*Parts of the exercise*.
1: According to the passage on the outdoor industry's letter to Utah's governor, how much spending does the tourism economy supported by the state's scenic landscapes generate?
2: What problematic policies does the letter name, according to the passage on the outdoor industry's letter to Utah's governor? List every one.
3: Reproduce the passage on the outdoor industry's letter to Utah's governor from "The industry letter, which" to "two decades ago.", word for word.

*Document passage*.
========
About 30 executives, including REI's Jerry Stritzke and The North Face's Scott Baxter, signed the letter sent this week to Herbert, urging him to either stand up for public lands or risk industry leaders using their clout to ensure that Outdoor Retailers decamps when its contract with the Salt Palace Convention Center expires next year.

The state's political leadership, the letter said, has spent "years championing a set of policies that we interpret to be a state and national attack on the sanctity of public lands, public access and ownership of them, and how our nation manages and protects them."

The Utah Legislature's move to diminish or repeal two national monument also appears to be pushing the rift. Lawmakers' first order of business this session has been to pass resolutions aimed at erasing or diminishing the Bears Ears and Grand Staircase-Escalante national monuments. The Staircase resolution is awaiting the governor's signature.

A spokeswoman for Herbert said Tuesday that he'd received the executives' letter but had no immediate comment. The Republican governor had earlier called a proposed boycott of the OR show "a political ploy" that overlooked state efforts to protect public lands and access to them.

Though they praised some of his more recent statements, outdoor industry leaders said they remain skeptical of the Herbert's assurances given Utah's agenda to promote greater local control over public land with an eye toward prioritizing extractive uses. Problematic policies include attempts to strip federal land agencies of law-enforcement authority, transfer 31 million acres of public land to the state, gut the Antiquities Act, and starve land agencies of funding, according to the letter

"These are real and authentic threats to stewardship of public lands. These lands are a birthright to every citizen of the United States. They should be protected," said Nazz Kurth, president of Petzl America, headquartered in West Valley City. "We feel it is an attack that has to be met with a strong message."

The industry letter, which Kurth also signed, describes state leaders' stance as antithetical to outdoor recreation and Utah's enviable quality of life. The new statement echoes one made by Black Diamond Equipment founder Peter Metcalf, who insisted in an op-ed that the outdoor industry is tacitly supporting Utah's anti-conservation agenda by not moving the OR show, which Metcalf himself lured to Utah two decades ago.

The governor has repeatedly stressed that his administration values the outdoor industry and the state's scenic landscapes, which support a tourism economy that generates $8.2 billion in spending, according to a new University of Utah report.

"Utahns love our exceptional public lands," Herbert wrote in an op-ed published Sunday in The Salt Lake Tribune. "We love their grandeur and beauty. We love the opportunities they create for solitude and recreation. We agree that these lands must be protected."
========
*Data excerpts*.
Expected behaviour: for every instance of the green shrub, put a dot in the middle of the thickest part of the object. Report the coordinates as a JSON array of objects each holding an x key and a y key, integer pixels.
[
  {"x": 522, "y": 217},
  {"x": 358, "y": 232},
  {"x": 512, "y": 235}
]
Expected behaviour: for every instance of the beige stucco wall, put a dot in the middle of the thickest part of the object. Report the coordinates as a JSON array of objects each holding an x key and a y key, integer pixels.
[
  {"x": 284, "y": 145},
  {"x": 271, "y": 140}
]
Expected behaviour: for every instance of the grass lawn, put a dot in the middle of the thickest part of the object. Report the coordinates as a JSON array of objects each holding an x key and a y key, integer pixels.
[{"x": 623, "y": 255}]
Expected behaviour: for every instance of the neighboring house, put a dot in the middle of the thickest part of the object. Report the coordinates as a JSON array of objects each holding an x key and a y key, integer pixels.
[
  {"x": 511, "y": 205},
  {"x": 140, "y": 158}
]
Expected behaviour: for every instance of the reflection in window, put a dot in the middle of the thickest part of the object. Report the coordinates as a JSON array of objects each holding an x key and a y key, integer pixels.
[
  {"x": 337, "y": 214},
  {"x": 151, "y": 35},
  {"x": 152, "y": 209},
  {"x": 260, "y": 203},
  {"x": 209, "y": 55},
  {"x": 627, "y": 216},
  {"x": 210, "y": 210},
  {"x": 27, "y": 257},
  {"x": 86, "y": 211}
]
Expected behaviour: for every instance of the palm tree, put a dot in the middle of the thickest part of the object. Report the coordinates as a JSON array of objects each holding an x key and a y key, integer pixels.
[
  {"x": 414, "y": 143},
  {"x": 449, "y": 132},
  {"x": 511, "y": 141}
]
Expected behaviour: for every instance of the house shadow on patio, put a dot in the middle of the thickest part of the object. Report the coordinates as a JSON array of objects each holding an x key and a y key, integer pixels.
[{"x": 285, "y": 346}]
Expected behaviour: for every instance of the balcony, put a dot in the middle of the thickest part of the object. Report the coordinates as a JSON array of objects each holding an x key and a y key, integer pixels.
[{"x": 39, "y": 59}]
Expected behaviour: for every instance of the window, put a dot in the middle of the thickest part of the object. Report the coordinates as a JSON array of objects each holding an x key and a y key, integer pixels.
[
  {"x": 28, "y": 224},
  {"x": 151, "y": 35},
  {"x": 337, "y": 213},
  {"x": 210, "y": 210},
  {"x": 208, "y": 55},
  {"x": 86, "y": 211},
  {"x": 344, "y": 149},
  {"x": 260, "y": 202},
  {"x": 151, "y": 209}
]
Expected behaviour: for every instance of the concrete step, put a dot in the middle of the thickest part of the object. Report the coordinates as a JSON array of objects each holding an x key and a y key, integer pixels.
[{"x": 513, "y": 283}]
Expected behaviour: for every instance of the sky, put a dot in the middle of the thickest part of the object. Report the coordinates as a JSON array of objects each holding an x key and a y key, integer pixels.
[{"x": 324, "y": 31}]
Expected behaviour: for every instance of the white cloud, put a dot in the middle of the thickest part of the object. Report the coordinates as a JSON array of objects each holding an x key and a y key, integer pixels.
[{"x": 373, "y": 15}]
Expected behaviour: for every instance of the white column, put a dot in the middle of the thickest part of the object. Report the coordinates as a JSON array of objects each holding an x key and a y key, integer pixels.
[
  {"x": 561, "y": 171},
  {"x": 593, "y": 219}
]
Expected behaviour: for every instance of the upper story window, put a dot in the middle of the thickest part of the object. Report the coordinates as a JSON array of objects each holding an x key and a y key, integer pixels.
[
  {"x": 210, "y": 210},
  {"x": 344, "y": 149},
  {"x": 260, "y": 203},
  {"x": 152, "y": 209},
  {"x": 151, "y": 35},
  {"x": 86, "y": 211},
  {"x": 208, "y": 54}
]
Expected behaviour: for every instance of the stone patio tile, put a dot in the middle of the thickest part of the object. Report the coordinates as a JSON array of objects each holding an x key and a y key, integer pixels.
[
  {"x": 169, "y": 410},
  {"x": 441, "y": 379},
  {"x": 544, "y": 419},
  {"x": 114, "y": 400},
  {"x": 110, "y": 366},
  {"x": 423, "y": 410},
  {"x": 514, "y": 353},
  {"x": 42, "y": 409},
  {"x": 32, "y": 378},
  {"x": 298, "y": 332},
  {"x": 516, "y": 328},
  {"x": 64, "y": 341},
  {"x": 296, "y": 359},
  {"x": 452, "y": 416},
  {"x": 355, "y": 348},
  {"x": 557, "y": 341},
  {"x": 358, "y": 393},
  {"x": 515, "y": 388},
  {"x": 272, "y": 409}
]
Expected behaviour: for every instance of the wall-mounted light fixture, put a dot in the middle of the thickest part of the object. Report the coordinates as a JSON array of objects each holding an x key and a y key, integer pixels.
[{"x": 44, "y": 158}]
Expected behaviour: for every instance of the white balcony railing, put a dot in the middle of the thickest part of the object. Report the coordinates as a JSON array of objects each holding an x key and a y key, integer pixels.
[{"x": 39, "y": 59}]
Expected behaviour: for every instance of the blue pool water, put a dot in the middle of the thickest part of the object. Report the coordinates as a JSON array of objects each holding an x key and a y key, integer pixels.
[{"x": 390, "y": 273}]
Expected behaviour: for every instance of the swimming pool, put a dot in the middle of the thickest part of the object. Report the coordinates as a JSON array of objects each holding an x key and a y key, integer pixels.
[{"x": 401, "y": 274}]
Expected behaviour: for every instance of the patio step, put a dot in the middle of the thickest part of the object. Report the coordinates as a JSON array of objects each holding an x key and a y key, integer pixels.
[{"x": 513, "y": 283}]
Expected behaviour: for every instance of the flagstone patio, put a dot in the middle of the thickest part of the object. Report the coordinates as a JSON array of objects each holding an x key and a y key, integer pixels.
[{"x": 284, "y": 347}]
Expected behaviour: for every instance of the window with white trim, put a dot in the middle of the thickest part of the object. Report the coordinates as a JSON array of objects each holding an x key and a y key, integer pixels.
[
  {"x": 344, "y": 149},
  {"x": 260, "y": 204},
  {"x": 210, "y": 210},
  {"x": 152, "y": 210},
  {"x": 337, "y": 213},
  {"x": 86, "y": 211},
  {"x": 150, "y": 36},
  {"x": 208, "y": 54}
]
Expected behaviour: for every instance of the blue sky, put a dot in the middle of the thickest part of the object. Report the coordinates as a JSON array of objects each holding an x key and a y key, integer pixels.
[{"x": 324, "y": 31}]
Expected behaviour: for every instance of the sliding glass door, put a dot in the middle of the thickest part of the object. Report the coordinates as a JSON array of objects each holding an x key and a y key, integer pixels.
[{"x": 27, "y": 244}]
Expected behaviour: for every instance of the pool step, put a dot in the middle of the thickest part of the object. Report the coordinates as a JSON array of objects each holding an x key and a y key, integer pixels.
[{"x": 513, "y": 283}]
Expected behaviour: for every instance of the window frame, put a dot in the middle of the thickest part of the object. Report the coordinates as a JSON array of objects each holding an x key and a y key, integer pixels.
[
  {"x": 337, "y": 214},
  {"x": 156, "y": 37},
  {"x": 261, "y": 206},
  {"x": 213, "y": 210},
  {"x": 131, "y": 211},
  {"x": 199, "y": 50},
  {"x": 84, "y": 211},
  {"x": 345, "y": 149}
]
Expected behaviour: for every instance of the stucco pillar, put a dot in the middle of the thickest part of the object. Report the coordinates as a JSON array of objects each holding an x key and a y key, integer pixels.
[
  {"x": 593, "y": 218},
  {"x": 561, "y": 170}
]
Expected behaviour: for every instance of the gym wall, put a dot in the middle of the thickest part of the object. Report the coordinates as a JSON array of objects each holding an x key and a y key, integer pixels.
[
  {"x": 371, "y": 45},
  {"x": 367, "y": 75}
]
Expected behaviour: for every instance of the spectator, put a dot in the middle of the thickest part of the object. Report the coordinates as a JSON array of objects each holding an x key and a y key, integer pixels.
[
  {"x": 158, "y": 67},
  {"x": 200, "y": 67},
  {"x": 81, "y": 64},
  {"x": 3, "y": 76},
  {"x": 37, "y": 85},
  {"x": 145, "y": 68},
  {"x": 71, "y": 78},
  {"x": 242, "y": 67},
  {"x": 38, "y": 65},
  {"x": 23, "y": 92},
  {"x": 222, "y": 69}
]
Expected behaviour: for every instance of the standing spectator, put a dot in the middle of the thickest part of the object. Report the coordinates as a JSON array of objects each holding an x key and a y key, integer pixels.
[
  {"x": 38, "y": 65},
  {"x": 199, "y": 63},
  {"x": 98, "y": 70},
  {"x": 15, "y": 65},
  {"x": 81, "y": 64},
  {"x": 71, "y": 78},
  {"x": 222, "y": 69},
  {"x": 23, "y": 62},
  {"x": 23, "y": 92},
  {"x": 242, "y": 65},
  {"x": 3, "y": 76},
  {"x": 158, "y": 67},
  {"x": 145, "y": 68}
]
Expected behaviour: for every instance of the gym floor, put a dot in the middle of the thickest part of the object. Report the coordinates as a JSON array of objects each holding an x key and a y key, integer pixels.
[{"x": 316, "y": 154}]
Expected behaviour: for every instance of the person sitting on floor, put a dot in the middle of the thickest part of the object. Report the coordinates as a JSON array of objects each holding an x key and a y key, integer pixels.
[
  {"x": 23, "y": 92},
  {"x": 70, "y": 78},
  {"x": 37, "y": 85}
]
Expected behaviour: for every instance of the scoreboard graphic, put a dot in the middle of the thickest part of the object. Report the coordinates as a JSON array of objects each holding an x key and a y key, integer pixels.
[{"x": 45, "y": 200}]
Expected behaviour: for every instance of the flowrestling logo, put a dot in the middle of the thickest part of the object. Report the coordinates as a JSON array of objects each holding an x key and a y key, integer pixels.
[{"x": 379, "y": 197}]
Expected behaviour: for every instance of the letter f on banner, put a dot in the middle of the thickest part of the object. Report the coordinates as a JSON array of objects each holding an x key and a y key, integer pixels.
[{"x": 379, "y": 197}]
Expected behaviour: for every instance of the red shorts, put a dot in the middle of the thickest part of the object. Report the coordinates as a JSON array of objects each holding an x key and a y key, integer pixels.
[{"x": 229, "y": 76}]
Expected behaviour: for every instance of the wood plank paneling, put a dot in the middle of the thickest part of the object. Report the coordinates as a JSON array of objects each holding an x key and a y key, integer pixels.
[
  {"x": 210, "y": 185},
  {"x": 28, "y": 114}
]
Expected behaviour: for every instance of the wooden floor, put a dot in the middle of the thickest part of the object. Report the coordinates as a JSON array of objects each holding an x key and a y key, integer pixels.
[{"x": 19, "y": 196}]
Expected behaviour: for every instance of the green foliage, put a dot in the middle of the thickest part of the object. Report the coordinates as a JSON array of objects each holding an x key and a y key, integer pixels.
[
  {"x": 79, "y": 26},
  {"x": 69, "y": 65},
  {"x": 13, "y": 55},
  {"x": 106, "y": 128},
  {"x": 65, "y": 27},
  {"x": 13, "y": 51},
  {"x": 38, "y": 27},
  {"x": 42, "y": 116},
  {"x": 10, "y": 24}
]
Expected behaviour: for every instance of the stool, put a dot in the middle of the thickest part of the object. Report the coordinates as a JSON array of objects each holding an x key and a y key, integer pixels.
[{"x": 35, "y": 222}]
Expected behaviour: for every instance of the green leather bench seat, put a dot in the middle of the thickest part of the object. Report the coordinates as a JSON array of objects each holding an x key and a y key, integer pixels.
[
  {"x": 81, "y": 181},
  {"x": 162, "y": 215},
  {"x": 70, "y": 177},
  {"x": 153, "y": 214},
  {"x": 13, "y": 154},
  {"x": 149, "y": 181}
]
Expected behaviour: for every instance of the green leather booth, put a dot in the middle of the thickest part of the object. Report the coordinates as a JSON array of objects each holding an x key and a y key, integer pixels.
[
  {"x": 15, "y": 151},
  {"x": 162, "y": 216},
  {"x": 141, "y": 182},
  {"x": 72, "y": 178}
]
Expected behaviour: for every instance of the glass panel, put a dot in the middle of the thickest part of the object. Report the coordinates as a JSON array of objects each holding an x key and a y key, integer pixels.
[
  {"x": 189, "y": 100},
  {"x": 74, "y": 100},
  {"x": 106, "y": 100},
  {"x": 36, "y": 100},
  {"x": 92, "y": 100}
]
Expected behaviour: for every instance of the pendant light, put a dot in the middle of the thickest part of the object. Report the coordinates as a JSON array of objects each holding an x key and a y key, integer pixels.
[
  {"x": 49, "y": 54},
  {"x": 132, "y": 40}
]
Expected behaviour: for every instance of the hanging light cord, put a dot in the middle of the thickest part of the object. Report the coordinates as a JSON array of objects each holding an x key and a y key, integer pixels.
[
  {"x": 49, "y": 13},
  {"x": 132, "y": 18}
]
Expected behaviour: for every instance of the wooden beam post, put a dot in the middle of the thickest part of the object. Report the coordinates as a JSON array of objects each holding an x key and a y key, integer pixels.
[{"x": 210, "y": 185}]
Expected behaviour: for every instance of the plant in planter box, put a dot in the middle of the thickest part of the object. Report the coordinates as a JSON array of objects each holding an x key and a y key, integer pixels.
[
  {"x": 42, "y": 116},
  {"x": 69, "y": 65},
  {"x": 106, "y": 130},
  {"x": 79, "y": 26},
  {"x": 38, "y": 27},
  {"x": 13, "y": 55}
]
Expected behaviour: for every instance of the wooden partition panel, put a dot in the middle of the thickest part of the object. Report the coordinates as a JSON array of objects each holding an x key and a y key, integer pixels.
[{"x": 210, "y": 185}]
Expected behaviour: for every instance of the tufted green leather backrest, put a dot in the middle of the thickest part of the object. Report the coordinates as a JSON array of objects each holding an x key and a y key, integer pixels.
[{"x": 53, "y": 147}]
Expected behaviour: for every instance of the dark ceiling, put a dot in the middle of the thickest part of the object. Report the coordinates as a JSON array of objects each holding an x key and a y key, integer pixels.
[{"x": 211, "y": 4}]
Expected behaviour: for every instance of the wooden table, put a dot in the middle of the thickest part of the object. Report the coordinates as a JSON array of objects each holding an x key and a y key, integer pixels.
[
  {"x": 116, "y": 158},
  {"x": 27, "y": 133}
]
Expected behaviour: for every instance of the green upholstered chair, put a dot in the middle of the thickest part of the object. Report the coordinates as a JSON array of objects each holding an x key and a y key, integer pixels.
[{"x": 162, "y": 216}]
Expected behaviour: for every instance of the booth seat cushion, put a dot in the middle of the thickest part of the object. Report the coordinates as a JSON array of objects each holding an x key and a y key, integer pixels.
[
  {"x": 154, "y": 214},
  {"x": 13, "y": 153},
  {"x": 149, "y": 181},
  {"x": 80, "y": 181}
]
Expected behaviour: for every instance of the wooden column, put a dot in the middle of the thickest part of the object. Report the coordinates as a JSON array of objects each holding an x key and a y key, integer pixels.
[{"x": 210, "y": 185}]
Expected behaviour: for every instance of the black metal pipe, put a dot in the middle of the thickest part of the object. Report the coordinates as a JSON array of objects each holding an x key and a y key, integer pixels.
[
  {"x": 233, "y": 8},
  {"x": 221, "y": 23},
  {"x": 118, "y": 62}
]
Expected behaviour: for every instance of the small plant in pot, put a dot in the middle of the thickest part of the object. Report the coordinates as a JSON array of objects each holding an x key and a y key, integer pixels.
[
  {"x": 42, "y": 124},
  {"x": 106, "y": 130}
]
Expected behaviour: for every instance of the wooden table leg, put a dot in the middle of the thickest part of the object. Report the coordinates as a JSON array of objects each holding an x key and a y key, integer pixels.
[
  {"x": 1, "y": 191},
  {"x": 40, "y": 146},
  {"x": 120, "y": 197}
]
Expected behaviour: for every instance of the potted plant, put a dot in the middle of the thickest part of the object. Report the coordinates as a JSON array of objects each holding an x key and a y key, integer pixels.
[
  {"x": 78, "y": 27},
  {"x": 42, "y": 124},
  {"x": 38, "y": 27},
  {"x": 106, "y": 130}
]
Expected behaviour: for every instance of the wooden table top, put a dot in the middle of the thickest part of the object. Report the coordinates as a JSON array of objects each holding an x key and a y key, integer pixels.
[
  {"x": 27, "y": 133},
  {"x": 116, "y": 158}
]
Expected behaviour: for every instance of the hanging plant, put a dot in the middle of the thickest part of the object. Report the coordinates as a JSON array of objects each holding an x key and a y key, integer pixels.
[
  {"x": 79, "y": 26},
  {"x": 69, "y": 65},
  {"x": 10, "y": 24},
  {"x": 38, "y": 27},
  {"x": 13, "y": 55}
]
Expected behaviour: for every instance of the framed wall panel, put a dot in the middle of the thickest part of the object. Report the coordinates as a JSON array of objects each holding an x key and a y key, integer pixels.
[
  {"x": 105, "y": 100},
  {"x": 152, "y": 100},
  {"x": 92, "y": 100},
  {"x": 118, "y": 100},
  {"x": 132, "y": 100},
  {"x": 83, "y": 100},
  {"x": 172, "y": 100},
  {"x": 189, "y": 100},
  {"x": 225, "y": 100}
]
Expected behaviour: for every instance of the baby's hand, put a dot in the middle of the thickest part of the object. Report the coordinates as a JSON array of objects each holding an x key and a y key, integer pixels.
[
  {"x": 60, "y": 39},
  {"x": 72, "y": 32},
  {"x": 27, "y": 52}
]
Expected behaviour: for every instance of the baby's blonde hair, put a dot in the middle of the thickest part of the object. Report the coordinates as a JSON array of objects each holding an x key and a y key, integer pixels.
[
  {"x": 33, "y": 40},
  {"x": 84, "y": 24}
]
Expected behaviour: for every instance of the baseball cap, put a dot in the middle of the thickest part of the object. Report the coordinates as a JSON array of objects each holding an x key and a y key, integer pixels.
========
*Answer set*.
1: $8.2 billion, according to a new University of Utah report.

2:
- Attempts to strip federal land agencies of law-enforcement authority
- Transferring 31 million acres of public land to the state
- Gutting the Antiquities Act
- Starving land agencies of funding

3:
The industry letter, which Kurth also signed, describes state leaders' stance as antithetical to outdoor recreation and Utah's enviable quality of life. The new statement echoes one made by Black Diamond Equipment founder Peter Metcalf, who insisted in an op-ed that the outdoor industry is tacitly supporting Utah's anti-conservation agenda by not moving the OR show, which Metcalf himself lured to Utah two decades ago.